▸ EXTRAIT DU DOCUMENT
★ ★ ★ ★ ★
Mais ce retour aux études médicales en France n’a pas vocation à être pérennisé ?
C’est cela. Comme je le disais, il faut favoriser un stock : il faut que le jour où cette loi est promulguée, le dispositif s’arrête. Tous les étudiants qui sont partis à l’étranger parce que le numerus apertus ne leur permettait pas de rester en France, on les récupère. Mais ensuite, on éteint le dispositif puisque la capacité de formation chez nous aura augmenté. Sinon, effectivement, cela pourrait revenir à organiser une filière à l’étranger, d’où les inquiétudes des organisations étudiantes. Je ne le souhaite pas.
Initialement, ce retour en France n’était pas sans condition… Vous prévoyiez de les faire exercer deux ans dans une zone sous-dotée en contrepartie. Cette mesure a disparu de votre projet de loi ?
On ne l’a finalement pas retenue en commission des affaires sociales, car c’est une mesure de coercition et c’est une rupture d’égalité de traitement. De manière générale, je ne suis personnellement pas favorable à la coercition. C’est une fausse bonne idée : il faut qu’on arrête de taper sur les professionnels de santé qui maintiennent le système de santé à flot. On a un problème numérique, quantitatif, mais quand on aura plus de praticiens, ils s’installeront dans différentes zones. Il faut qu’on arrête d’emmerder les médecins, sinon ils vont déplaquer et changer de job. C’est une vraie menace.
Cette proposition de loi a aussi pour objectif de permettre des “passerelles” facilitées pour que les paramédicaux puissent reprendre des études de médecine. Le texte initial prévoyait d’orienter ces passerelles vers la médecine générale, ce n’est plus le cas ?
★ ★ ★ ★ ★
▸ DONNÉES FOURNIES

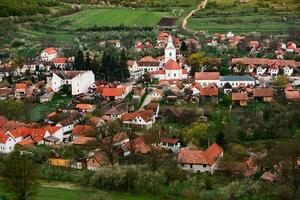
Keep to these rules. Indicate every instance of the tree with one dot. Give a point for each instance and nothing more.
★ ★ ★ ★ ★
▸ OBJECTIF DE L'EXERCICE
Dans l'extrait sur les études de médecine, quelle commission n'a finalement pas retenu l'obligation d'exercer deux ans dans une zone sous-dotée ?

▸ RÉPONSE À L'EXERCICE
La commission des affaires sociales.